[[ Text segment open ]]
Many hospitals had not filed purchase orders for PPE because they are now having to buy it at unforeseen volumes. Short on budgeted funds, many were awaiting more information regarding Congress’s trillions in aid approved last week, Coons explained. That stimulus bill contains $130 billion in backstop funding for health care organizations to acquire such resources.
After 25 years in the business, Gianforcaro said that he has trusted brokers on the ground in China who are sourcing out manufacturers of the needed supplies. With health care officials around the country reporting shortages of PPE, especially in hotspot areas like New York City and Seattle, Gianforcaro said that his long relationships overseas have helped him find product that others haven’t. Those broker relationships have also allowed him to confidently buy the Chinese goods sight unseen.
“If you’re going to wire someone a million dollars you want to make sure that you trust them to deliver,” he noted.
Hopes for virus tests too
Indutex is not only concerned about getting PPE into the hands of health care workers but also faster testing for the virus. Gianforcaro said that Indutex was also seeking U.S. Food & Drug Administration approval of blood-based tests for the virus that can give results in just 15 minutes. The company already has suppliers lined up for the tests that apparently have approval from the European regulatory agency.
Coons said the tests, if successfully approved, would be a huge aid to the public, given that private laboratory companies like Quest Diagnostics and LabCorp have a backlog of nasal swab-based tests to run, creating a delay in results of seven to 10 days.
“Hopefully they will be approving this kind of a test that is much more like an at-home pregnancy test and that is something that can be administered outside of a clinical setting, but I don’t know whether they’re going to approve it,” he said, noting there are many companies worldwide racing for approval of a test.
Changing world, slow reaction to blame
Coons emphasized that the supply shortage is a natural consequence of the globalization of trade and the move to just-in-time inventory, where companies don’t sit on large inventories of product because of the easy availability of commodities through distribution.
“That’s great right up until people start closing their borders and there is an unexpected massive spike in something that was previously just treated as a disposable commodity,” he said.
Coons also criticized the federal response to the crisis as too slow and added that agencies should be doing more to coordinate the procurement of resources. He specifically pointed out the U.S. Department of Defense’s Defense Logistics Agency, which acquires weapons, fuel, parts, and other materials for the military, as well as coordinating civilian resources in response to domestic natural disasters and foreign humanitarian aid.
“I’m just going say that three months ago they should have been put in charge of integrating the supply chains, moving manufacturing in the United States to being fully engaged and getting this managed,” Coons said, noting DLA has now gotten involved in the effort.
When asked his opinion about House Speaker Nancy Pelosi’s remarks Monday that a fourth stimulus package may be necessary in response to the virus, Coons said that it was “inevitable.”
“Sure, the $2 trillion bill was hard enough – it is the single largest appropriation bill in American history – but I do think we should take a week or two to see what the trajectory is of the disease, and how distribution of these resources is happening,” he said, noting he had a call with U.S. Small Business Administration Administrator Jovita Carranza on Tuesday to discuss the distribution of $377 billion to small businesses and nonprofits. “But I agree with the Speaker and many other leaders in Congress who said we will almost certainly have to do a fourth, or maybe even fifth, bill – first for response and second for recovery.”
[[ Text segment closed ]]
What you will do ::
Render this sentence from the above text on medical supply shortages into Spanish: "The company already has suppliers lined up for the tests that apparently have approval from the European regulatory agency."
[[ Data supplied open ]]
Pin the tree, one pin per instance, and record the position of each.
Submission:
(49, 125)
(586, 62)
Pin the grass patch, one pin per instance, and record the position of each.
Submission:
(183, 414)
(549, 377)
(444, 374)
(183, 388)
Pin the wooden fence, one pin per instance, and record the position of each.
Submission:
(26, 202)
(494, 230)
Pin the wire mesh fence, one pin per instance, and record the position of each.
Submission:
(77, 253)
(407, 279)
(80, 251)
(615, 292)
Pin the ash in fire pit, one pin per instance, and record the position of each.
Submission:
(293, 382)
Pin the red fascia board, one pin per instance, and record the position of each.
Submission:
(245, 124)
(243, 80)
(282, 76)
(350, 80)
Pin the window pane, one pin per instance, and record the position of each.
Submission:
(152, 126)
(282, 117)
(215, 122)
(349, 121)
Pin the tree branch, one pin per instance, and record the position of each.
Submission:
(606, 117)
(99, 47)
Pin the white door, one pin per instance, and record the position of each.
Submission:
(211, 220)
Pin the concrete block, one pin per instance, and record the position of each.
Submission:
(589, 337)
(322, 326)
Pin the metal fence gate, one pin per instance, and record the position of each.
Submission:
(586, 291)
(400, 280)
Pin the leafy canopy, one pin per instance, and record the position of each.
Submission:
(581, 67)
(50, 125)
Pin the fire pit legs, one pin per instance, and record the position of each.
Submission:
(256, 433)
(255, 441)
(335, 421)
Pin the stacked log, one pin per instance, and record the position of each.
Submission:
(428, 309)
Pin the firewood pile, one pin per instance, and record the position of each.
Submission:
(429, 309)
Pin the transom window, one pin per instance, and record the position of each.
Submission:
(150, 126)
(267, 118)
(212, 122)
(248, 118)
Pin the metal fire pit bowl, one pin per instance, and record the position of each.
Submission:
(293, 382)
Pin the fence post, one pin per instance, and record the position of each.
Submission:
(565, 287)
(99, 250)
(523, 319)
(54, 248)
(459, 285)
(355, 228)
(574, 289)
[[ Data supplied closed ]]
Solution to the exercise ::
La empresa ya tiene proveedores preparados para las pruebas, que al parecer cuentan con la aprobación de la agencia reguladora europea.